By DEBRA SCHERBAN
@DebraScherban
Last modified: Friday, January 10, 2014
In 1988, the first year she was ordained as a priest in the Episcopal Church, Margaret Bullitt-Jonas of Northampton, remembers being alarmed as headlines about the dangers of greenhouse gases began appearing.
Then, a year later, after the massive Exxon Valdez oil spill off the shore in Alaska, she was moved to give her first sermon on environmental threats. It was Good Friday, and she couldn’t help but connect the devastating pollution with the religious observance at hand. “I felt we were getting a glimpse of the crucifixion of the Earth,” she said.
She was proud of her words that day, but when she sat down, a woman approached her, unimpressed: “I just don’t get it. What does religion have to do with ecology?”
Bullitt-Jonas has been explaining ever since.
Now, after 25 years of parish work in five congregations, including nine as priest associate at Grace Church in Amherst, she has created the perfect job for herself.

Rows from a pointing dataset

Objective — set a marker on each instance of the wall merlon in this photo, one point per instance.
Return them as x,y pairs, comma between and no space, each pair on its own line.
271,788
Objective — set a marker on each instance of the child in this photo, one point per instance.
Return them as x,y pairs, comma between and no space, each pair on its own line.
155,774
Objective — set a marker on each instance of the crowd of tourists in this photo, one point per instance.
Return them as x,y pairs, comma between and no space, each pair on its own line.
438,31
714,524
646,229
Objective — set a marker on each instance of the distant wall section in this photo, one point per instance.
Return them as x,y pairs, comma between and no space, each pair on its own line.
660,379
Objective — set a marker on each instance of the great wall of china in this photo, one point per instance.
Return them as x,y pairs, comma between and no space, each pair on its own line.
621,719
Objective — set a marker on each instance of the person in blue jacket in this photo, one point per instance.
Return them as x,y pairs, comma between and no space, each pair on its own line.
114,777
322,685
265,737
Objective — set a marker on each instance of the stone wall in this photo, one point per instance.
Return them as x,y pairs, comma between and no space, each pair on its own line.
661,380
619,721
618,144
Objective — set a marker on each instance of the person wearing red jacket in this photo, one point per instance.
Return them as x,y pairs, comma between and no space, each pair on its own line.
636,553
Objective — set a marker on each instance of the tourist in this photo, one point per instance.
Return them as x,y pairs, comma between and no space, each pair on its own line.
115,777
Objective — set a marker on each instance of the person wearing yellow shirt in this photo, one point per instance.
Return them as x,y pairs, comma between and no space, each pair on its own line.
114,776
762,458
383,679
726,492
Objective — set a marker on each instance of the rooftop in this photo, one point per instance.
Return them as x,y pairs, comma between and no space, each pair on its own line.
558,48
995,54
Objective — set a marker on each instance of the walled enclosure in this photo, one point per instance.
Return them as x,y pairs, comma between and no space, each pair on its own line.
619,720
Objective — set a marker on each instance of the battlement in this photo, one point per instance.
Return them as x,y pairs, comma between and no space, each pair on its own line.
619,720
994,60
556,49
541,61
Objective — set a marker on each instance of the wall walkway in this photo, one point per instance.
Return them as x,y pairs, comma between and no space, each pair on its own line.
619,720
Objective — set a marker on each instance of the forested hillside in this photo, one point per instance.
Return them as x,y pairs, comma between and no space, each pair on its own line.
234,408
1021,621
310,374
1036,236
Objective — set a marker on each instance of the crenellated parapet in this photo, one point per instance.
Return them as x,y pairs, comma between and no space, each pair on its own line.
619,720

● **COMPLETE THE FOLLOWING**
[1] Retype the passage of the article about Margaret Bullitt-Jonas from "By DEBRA SCHERBAN" up to and including "explaining ever since.", word for word.
[2] Please echo the lines of the listing from the line with "Objective — set a marker on each instance of the forested" up to and including the final line of the listing, with nothing changed.

● **ANSWERS PROVIDED**
[1]
By DEBRA SCHERBAN
@DebraScherban
Last modified: Friday, January 10, 2014
In 1988, the first year she was ordained as a priest in the Episcopal Church, Margaret Bullitt-Jonas of Northampton, remembers being alarmed as headlines about the dangers of greenhouse gases began appearing.
Then, a year later, after the massive Exxon Valdez oil spill off the shore in Alaska, she was moved to give her first sermon on environmental threats. It was Good Friday, and she couldn’t help but connect the devastating pollution with the religious observance at hand. “I felt we were getting a glimpse of the crucifixion of the Earth,” she said.
She was proud of her words that day, but when she sat down, a woman approached her, unimpressed: “I just don’t get it. What does religion have to do with ecology?”
Bullitt-Jonas has been explaining ever since.

[2]
Objective — set a marker on each instance of the forested hillside in this photo, one point per instance.
Return them as x,y pairs, comma between and no space, each pair on its own line.
234,408
1021,621
310,374
1036,236
Objective — set a marker on each instance of the crenellated parapet in this photo, one point per instance.
Return them as x,y pairs, comma between and no space, each pair on its own line.
619,720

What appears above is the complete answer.